Tropical Cyclone Habana will move through a region where two weather systems will compete to steer it. The westerly winds in the upper levels will try to push Habana toward the east. A high pressure system in the lower levels will try to push Habana toward the west. The upper level trough could push Tropical Cyclone Habana slowly toward the east during the next 12 to 24 hours. When Habana weakens further, the circulation will not extend as high into the atmosphere. So, the high pressure system in the lower levels will push Tropical Cyclone Habana toward the west during the upcoming week. On its anticipated track Habana could be southeast of Rodrigues by the end of the week.

Tropical Cyclone Habana Weakens

Tropical Cyclone Habana weakened over the South Indian Ocean east of Rodrigues on Friday. At 4:00 p.m. EST on Friday the center of Tropical Cyclone Habana was located at latitude 20.0°S and longitude 70.8°E which put it about 435 miles (700 km) east of Rodrigues. Habana was moving toward the south-southwest at 7 m.p.h. (11 km/h). The maximum sustained wind speed was 125 m.p.h. (200 km/h) and there were wind gusts to 155 m.p.h. (250 km/h). The minimum surface pressure was 954 mb.

Tropical Cyclone Habana weakened gradually over the South Indian Ocean on Friday. The temperature at the top of the clouds was not as cold, which indicated that the clouds were not rising as high in the atmosphere. Even though Habana was weakening it still was a very well organized tropical cyclone. There was an eye at the center of Tropical Cyclone Habana. The eye was surrounded by a ring of strong thunderstorms and the strongest winds were occurring in that ring of storms. Storms around the core of generated upper level divergence that pumped mass away from the tropical cyclone.

The circulation around Tropical Cyclone Habana increased slightly in size. Winds to hurricane/typhoon force extended out 30 miles (50 km) from the center of Habana. Winds to tropical storm force extended out 115 miles (185 km) from the center of circulation. The Hurricane Intensity Index (HII) for Tropical Cyclone Habana was 23.6. The Hurricane Size Index (HSI) was 10.8 and the Hurricane Wind Intensity Size Index (HWISI) was 34.4.

Tropical Cyclone Habana will move through an environment that will gradually become less favorable for a strong tropical cyclone during the next several day. Habana will move over water where the Sea Surface Temperatures will be near 27°C. An upper level trough east of Madagascar will move toward Tropical Cyclone Habana. The trough will produce westerly winds which will blow toward the top of Habana. Those winds will cause more vertical wind shear and the shear will cause Tropical Cyclone Habana to weaken during the weekend.

Tropical Cyclone Habana will move around the western end of a subtropical high pressure system over the South Indian Ocean. The high will steer Habana toward the south during the next 24 hours. Then the high will strengthen and start to steer Habana toward the west again later in the weekend. On its anticipated track Tropical Cyclone Habana could be southeast of Rodrigues in a next few days.

Tropical Cyclone Habana Strengthens Back to Equivalent of Cat. 4 Hurricane

Tropical Cyclone Habana strengthened back to the equivalent of a Category 4 hurricane on the Saffir-Simpson Scale over the South Indian Ocean on Wednesday. At 4:00 p.m. EST on Wednesday the center of Tropical Cyclone Habana was located at latitude 17.4°S and longitude 75.1°E which put it about 750 miles (1210 km) east of Rodrigues. Habana was moving toward the west at 7 m.p.h. (11 km/h). The maximum sustained wind speed was 150 m.p.h. (240 km/h) and there were wind gusts to 185 m.p.h. (295 km/h). The minimum surface pressure was 935 mb.

--------------------------------------------------

**Task details:**
Can you reproduce, word for word, the part of the Tropical Cyclone Habana report between "Tropical Cyclone Habana weakened over" and "was 954 mb.", inclusive?

**Data block:**

--------------------------------------------------

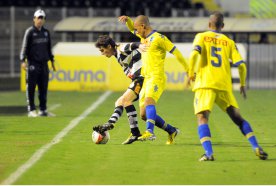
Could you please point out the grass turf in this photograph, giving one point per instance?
(76, 160)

--------------------------------------------------

**Completed task:**
Tropical Cyclone Habana weakened over the South Indian Ocean east of Rodrigues on Friday. At 4:00 p.m. EST on Friday the center of Tropical Cyclone Habana was located at latitude 20.0°S and longitude 70.8°E which put it about 435 miles (700 km) east of Rodrigues. Habana was moving toward the south-southwest at 7 m.p.h. (11 km/h). The maximum sustained wind speed was 125 m.p.h. (200 km/h) and there were wind gusts to 155 m.p.h. (250 km/h). The minimum surface pressure was 954 mb.